REQUIRED ACTION » Copy the listing exactly, please, and keep every picture out of it.

=======

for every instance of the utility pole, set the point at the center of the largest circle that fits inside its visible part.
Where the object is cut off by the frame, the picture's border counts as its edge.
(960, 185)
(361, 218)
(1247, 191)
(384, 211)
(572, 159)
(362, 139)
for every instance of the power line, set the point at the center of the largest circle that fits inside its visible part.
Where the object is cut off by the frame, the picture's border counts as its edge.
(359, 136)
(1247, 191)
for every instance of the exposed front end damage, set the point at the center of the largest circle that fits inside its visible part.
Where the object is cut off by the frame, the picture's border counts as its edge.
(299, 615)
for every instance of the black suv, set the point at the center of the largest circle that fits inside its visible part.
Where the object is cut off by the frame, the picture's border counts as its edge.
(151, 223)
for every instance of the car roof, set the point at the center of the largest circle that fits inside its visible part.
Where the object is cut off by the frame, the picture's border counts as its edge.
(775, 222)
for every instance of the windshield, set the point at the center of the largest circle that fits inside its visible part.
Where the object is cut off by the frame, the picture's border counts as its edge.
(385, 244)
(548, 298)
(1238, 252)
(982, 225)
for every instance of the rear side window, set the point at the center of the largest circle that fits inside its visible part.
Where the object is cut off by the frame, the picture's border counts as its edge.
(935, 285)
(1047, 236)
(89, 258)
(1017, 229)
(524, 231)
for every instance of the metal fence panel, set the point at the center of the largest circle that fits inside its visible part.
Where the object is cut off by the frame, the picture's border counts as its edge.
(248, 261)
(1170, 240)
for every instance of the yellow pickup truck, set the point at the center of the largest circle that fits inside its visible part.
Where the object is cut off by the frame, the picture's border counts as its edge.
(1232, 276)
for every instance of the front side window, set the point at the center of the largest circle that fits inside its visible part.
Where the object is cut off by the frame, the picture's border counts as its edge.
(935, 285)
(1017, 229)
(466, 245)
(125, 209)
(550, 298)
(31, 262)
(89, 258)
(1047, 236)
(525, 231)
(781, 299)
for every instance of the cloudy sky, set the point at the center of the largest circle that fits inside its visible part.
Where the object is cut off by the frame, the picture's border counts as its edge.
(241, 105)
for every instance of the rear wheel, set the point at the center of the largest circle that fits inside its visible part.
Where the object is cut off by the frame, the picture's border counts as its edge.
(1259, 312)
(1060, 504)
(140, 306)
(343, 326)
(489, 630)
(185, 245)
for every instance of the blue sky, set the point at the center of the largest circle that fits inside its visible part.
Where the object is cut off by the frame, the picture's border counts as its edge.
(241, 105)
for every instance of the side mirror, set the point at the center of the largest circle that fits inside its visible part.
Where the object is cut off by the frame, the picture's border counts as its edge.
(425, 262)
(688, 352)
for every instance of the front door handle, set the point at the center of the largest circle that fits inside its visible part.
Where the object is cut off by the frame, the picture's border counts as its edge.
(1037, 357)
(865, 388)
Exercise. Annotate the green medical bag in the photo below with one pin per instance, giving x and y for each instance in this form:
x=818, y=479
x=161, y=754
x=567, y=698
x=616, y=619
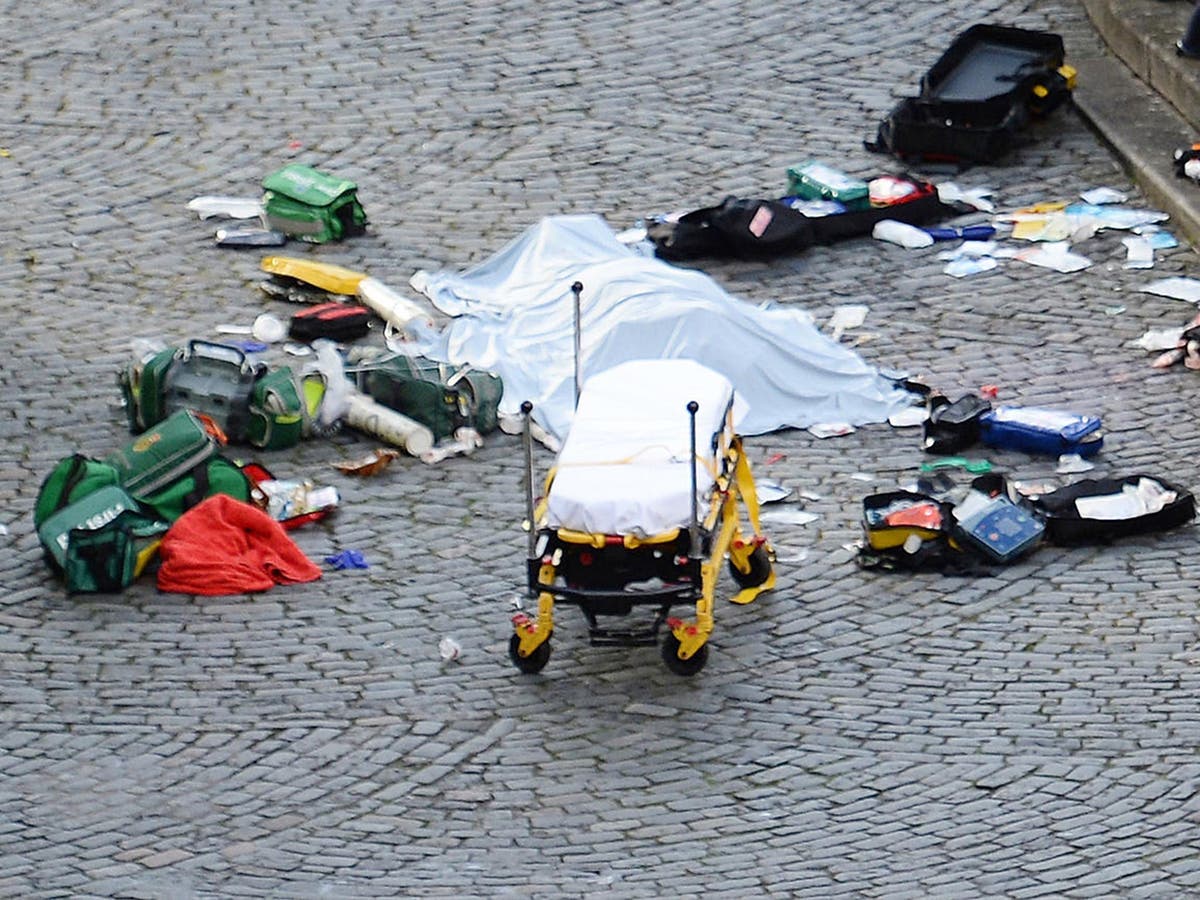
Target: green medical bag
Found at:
x=311, y=205
x=439, y=396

=======

WRITTEN SOLUTION »
for every instance of the utility pole, set the point at the center of the largest circle that fits inside its visible part.
Where the object is cut off by the frame, the picture's border counts as its edge.
(960, 185)
(361, 218)
(1247, 191)
(384, 211)
(572, 159)
(362, 139)
for every instance of the power line, set the point at the center of the largest circle that fits inside its visible part.
Where the object is cut off by the frame, the picture's border counts as its edge.
(359, 136)
(1247, 191)
for every instance of the exposed front end damage, set the point at the center of the largest circle that fits inside its visible part.
Where the object is cut off by the frame, the picture's border counts as its edge.
(299, 615)
for every instance of the black suv, set the point at the center of the largest circle that fits inside its visible part.
Where the object is cut off by the frame, the picture's border counts as its edge.
(151, 223)
for every instance of the car roof, set the point at the center of the largest circle that fits inside its visible part.
Where the object is cut off by the frame, the picture's border counts as its edge.
(775, 222)
for every instance of the windshield, set the point at the center of the largest circle that fits inside its visible part.
Where the object is cut off by the frame, the picture's border counts as its edge.
(385, 244)
(548, 298)
(1238, 252)
(982, 225)
for every instance of the rear side window, set the point at the center of the largest circle that fits inside its visible part.
Where the object is cut off by the frame, the picture's border counts as its edge.
(935, 285)
(1047, 236)
(89, 258)
(1017, 229)
(524, 231)
for every instance of the metal fence panel, set the point at the center of the largest circle that fits inside its visible part.
Where the object is cut off by the frame, the picture's border counts as its edge.
(248, 261)
(1170, 240)
for every instance of the yellow pickup truck, set the point at the center of the largest circle that fits inside its visible part.
Where the object is cut off by the frame, the picture's border counts as its edge.
(1232, 276)
for every instance of the front side window, set the point at the center of the largest circle that fits inside its visible part.
Where the object is cut off by the frame, the picture's border counts as its edge.
(935, 285)
(1017, 229)
(466, 245)
(125, 209)
(550, 298)
(31, 262)
(89, 258)
(1047, 236)
(525, 231)
(781, 299)
for every instance of the cloudy sky, set the point at the center of the largest circle that fits inside its visible part.
Where the object is cut off by the frame, the picture's border counts as its edge.
(241, 105)
for every instance of the rear wheel, set the point at the center of the largest circle that fits inside its visible part.
Where the object is cut off by the frame, the picture's border counts as its edge.
(1259, 312)
(1060, 504)
(140, 306)
(343, 326)
(489, 630)
(185, 245)
for every instance of the blue sky, set the point at the center of the largest circle that fits inside its visible part.
Where the object is cut off by the frame, the picture's border counts as its edge.
(241, 105)
for every instance of the side mirror, set the point at the center of the largest circle that fits inside its visible part.
Where the object is cut off by the frame, the picture's border counts as its edge.
(425, 262)
(688, 352)
for every instance of the front door handle, set the point at the center of the largest circle that fits inside its visible part.
Where the object is cut off by the frame, the picture's border counts as its edge.
(1037, 357)
(865, 388)
Exercise. Annotate the green medical bag in the photo below with one pin per instance, giving x and y for each instance in this form:
x=818, y=479
x=161, y=754
x=567, y=698
x=616, y=619
Target: green medical bag
Found at:
x=311, y=205
x=439, y=396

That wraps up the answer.